Dataset entries ▸
########################################
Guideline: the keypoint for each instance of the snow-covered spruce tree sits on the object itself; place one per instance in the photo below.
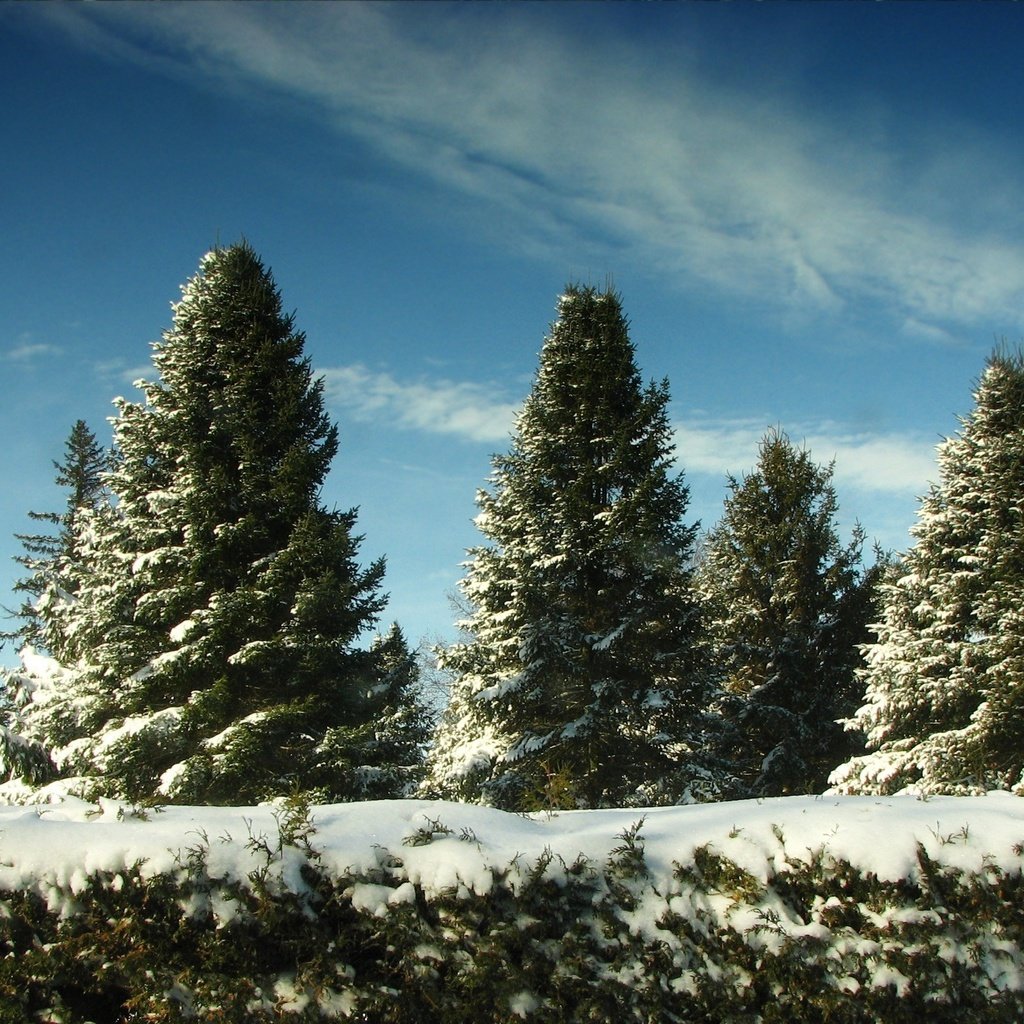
(944, 711)
(389, 757)
(33, 694)
(50, 557)
(581, 681)
(214, 653)
(788, 607)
########################################
Give back the records word for word, without their pictures.

Solution for this problem ▸
Guideline: the keypoint for each instance of the snow-covered spruce tree sits on the object itself; place one per instance in the photo below.
(944, 711)
(389, 757)
(33, 694)
(50, 557)
(581, 681)
(214, 653)
(788, 607)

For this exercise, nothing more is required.